**What to do**
1/ In the excerpt about North Korea after Kim Jong-Il's death, which press published Dudden's book Japan’s Colonization of Korea: Discourse and Power?
2/ Write what comes next in the excerpt about North Korea after Kim Jong-Il's death, picking up after its final sentence.

**Excerpt**
************
Professor Alexis Dudden of the Department of History in UConn’s College of Liberal Arts and Sciences discusses the situation currently unfolding in North Korea.
Dudden specializes in the history of modern Japan, modern Korea, and international history. She has published two books titled Troubled Apologies Among Japan, Korea, and the United States Columbia University Press, 2008) and Japan’s Colonization of Korea: Discourse and Power (University of Hawai’i Press, 2005). She has also received multiple grants and fellowships to study in Asia, including a Fulbright Grant to study in Korea in 2002-2003, a Fulbright Research Grant for Japan in 2009-2010, and a fellowship in Harvard’s U.S.-Japan Fellowship program in 2005-2006.
Dudden says that although there is much uncertainty in the region following Jong-Il’s death, the main players in the region – North Korea, South Korea, Japan, and China – are doing their best to remain calm: “Right now, I think everyone is looking to remain calm. Each country has its own concerns right now that will keep the peace for a while. You can almost say it’s a good thing that the economy is down.”
She says that Confucian traditions in North Korea, which call for solemnity and grieving after the death of a revered figure, will mean that the North Korean government will be preoccupied until the New Year. Only after Kim Jong-Un, the appointed successor and son of Jong-Il, asserts his new leadership role over the next few months will there be any significant changes.
Within North Korea, Dudden expects there will be some jostling for position among the military leadership, but it is unlikely that there will be any pushes for reform coming from the civilian population, since North Korea is so insulated from outside ideas.
Due to the secrecy of North Korea and the domestic concerns that other regional powers have, Dudden says, there is no indication of how Kim Jong-Un will act as North Korea’s leader. Whether he will be more aggressive or more conciliatory than his father is unclear: “Kim Jong-Un may be the one to change North Korea,” she says, “but at this point there is no telling what North Korea will do until after the New Year.”
************
**Rows**
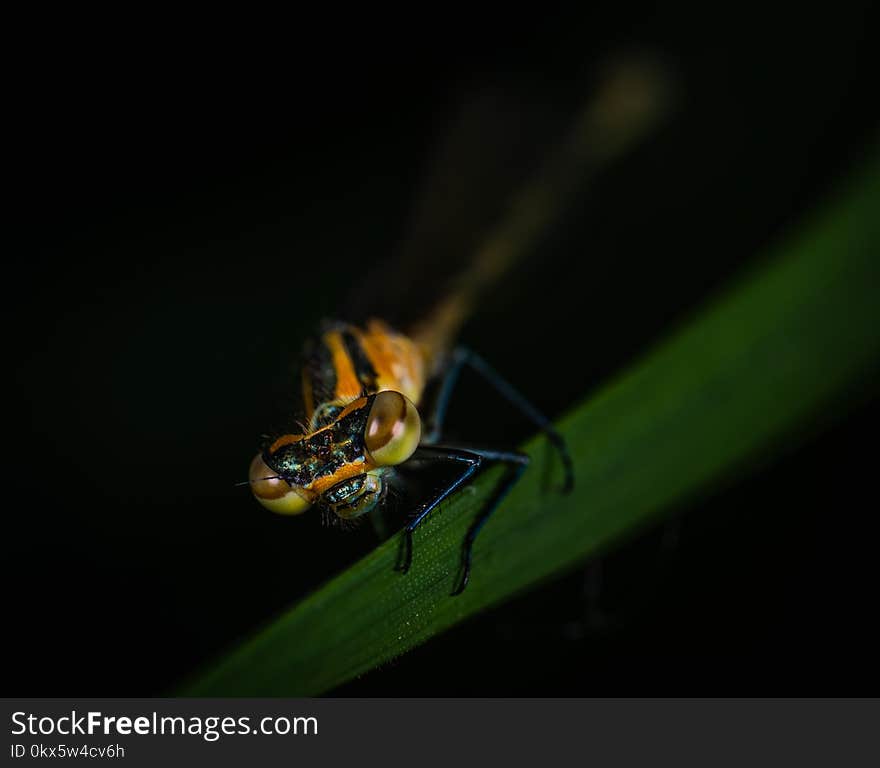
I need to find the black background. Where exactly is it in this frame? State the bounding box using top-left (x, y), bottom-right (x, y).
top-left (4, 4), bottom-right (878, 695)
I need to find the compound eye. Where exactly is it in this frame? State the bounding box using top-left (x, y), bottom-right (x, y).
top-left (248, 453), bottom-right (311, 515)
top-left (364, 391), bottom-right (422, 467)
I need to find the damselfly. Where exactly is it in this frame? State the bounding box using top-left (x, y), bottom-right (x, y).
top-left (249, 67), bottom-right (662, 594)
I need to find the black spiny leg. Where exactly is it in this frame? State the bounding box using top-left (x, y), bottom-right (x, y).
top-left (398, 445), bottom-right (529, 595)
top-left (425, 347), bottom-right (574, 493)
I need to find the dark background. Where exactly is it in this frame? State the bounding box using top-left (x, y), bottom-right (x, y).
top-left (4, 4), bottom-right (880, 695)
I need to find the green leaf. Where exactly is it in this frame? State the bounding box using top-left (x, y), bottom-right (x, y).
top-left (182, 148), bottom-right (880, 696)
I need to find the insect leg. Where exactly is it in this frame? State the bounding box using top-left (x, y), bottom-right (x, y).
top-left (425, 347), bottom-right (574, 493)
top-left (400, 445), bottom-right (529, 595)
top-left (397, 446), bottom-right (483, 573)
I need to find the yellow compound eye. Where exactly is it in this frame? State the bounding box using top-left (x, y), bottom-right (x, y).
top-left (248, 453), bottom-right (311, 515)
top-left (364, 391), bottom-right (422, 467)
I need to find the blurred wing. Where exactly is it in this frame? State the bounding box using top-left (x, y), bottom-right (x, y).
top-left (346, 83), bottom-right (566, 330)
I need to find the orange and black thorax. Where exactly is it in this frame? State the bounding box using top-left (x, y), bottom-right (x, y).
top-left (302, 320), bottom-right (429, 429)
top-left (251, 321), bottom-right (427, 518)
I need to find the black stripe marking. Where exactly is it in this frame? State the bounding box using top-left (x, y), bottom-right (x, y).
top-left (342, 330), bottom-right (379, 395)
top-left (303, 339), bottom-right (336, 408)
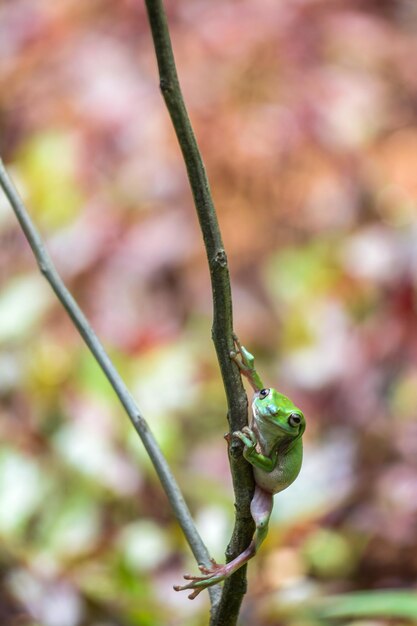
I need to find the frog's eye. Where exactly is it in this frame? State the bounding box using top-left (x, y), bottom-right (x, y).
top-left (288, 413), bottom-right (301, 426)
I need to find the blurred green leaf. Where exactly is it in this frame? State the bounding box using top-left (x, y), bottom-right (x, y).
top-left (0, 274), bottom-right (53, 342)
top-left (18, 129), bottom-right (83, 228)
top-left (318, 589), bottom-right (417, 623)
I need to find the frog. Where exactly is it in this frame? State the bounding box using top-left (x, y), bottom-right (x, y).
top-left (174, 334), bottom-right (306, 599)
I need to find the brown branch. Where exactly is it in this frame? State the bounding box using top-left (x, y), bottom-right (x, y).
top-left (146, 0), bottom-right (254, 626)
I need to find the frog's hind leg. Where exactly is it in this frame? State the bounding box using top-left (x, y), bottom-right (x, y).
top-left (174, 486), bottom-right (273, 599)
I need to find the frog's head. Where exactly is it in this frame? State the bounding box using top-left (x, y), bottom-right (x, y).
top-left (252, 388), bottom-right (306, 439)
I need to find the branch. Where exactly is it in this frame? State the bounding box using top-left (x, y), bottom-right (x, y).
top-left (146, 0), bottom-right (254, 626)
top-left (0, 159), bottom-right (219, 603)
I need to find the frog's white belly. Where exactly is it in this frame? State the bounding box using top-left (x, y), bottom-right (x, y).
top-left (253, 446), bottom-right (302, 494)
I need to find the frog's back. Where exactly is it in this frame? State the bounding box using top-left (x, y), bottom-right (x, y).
************
**Per-task outputs**
1/ University of Hawai’i Press

2/
She says the best possible scenario would be an eventual movement toward reunification of North and South Korea. If this were to occur, it would not happen for some time, she notes, but a change in North Korea’s leadership coupled with outreach from South Korea’s president may set the stage for reunification down the road.
She sees South Korean President Lee Myung-bak as a major player in what will happen next. “Next year is an election year in South Korea, so hopefully he will not feel pressured to take an aggressive stance towards North Korea,” she says. In 1994, when Jong-Il first took power, the United States pushed for an immediate collapse of North Korea, which had the opposite effect of unifying North Koreans behind their new leader and his strong “military first” policy.
One of the biggest obstacles to a more open and peaceful North Korea is the political clout of its military. “Before Kim Jong-Il,” says Dudden, “there was a lot of emphasis placed on civilians in the North Korean government. Once Jong-Il dug in his heels against the United States in 1994, he was seen to have succeeded where Saddam Hussein failed.” The military is one of the few functioning bureaucracies in North Korea, she adds, and its leaders stand to lose power and funding if Jong-Un begins cooperating with regional powers.
Dudden says the one thing that would benefit everyone is peace. “I hope that all the regional nations will realize that they need to be peaceful and calm over the next few months,” she says. “It would benefit everybody.”
Contact information for members of the media:
Alexis Dudden, Ph.D.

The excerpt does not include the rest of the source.